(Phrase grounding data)
= = = = = = =

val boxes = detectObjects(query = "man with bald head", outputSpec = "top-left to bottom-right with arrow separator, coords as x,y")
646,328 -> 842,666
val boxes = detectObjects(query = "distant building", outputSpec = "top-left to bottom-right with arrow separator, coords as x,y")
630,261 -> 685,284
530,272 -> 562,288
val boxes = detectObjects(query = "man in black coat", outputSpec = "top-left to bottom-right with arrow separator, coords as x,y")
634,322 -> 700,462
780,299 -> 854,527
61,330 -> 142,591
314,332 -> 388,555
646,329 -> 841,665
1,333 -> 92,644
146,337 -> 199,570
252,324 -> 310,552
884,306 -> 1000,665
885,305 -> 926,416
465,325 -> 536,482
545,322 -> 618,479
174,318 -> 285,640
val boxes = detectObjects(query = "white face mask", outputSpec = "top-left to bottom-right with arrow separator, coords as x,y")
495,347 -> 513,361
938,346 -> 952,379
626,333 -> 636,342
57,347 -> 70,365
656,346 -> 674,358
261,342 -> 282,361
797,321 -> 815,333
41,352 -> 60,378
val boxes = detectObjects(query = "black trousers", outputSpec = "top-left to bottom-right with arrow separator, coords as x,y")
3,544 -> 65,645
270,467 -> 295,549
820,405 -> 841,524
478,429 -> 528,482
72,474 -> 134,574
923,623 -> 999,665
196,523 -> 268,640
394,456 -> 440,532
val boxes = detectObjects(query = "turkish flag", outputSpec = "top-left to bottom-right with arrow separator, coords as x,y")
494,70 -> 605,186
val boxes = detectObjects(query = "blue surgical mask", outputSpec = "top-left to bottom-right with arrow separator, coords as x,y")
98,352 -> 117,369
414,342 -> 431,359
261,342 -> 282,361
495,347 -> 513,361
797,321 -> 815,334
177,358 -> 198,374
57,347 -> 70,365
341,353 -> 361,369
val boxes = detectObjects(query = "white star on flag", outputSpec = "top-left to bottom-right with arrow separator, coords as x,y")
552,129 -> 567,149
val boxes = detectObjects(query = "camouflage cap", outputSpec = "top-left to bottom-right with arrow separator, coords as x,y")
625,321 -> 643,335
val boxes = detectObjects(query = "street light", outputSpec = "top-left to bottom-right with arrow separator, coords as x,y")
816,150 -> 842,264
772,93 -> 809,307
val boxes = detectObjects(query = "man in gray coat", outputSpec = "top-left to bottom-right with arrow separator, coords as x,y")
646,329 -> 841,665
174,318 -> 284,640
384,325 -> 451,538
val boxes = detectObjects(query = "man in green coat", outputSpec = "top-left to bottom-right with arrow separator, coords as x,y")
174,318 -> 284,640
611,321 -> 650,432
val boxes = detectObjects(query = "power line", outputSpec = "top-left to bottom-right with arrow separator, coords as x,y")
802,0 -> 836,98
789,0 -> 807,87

= = = = = = =

EXERCISE PROMPT:
Restate the data above word for word.

SOLUTION BELOW:
val boxes = detectObjects(query = "man with bald head", outputSpec = "top-left to bottom-right with arrow separator, coords as x,y")
646,328 -> 842,666
val boxes = detectObjects(query = "distant building", outputSpec = "top-left to bottom-right with arrow separator, coords as x,y")
630,261 -> 685,284
530,272 -> 562,288
val boxes = detectObjects(query = "man in black coat", outputSpec = "top-left to bottom-right with arrow separator, coords as x,y")
634,322 -> 700,462
780,299 -> 854,527
61,330 -> 142,591
314,332 -> 388,555
646,329 -> 841,665
1,333 -> 92,644
146,337 -> 199,570
252,324 -> 310,552
884,306 -> 1000,665
885,305 -> 926,416
465,325 -> 536,482
545,322 -> 618,479
174,318 -> 285,640
val boxes = detectObjects(query = "white face mask", outputSpec = "top-left to bottom-right with arrow separator, coords as x,y")
495,347 -> 513,361
938,346 -> 952,379
626,333 -> 636,342
57,347 -> 70,365
656,346 -> 674,358
261,342 -> 282,361
797,321 -> 815,333
41,352 -> 60,378
val boxes = detectObjects(query = "black trousers", outputSpec = "top-left to bottom-right with arrow separator, coords as x,y")
3,544 -> 65,645
270,467 -> 295,549
820,405 -> 841,524
478,429 -> 528,482
72,474 -> 134,574
923,623 -> 999,665
196,523 -> 268,640
394,456 -> 440,532
val boxes = detectObjects(query = "turkish flag", outputSpec = "top-left to bottom-right with arrow separator, coords as x,y")
494,70 -> 605,186
val boxes = detectObjects(query = "blue surgical mask", outputSpec = "top-left to bottom-right with arrow separator, coords as x,y")
98,352 -> 117,369
414,342 -> 431,359
261,342 -> 282,361
495,347 -> 513,361
797,321 -> 815,334
177,358 -> 198,374
57,347 -> 70,365
341,353 -> 361,369
val boxes = detectObjects(query = "white star on flag", outputSpec = "top-left to bottom-right with arrow separator, coords as x,y")
552,129 -> 567,149
val boxes = detectObjects(query = "camouflage cap", outputSpec = "top-left to bottom-right with arrow separator, coords as x,y")
625,321 -> 643,335
val boxes = detectObjects(query = "street light", outputSpec = "top-left to bottom-right with arrow separator, coords as x,y")
816,150 -> 842,264
772,93 -> 809,307
val boxes = detectObjects(query = "man in gray coat", outputSpec = "top-left to bottom-right with arrow separator, coords as x,y")
646,329 -> 841,665
174,318 -> 284,640
384,325 -> 451,538
val boxes = detectObjects(query = "man in green coat", outputSpec = "top-left to bottom-right with arrow separator, coords as x,y")
174,318 -> 284,640
611,321 -> 650,432
val boxes = detectObjects(query = "power line", outputSpec = "top-left to bottom-right with arrow separator, coords as x,y")
802,0 -> 836,98
789,0 -> 807,87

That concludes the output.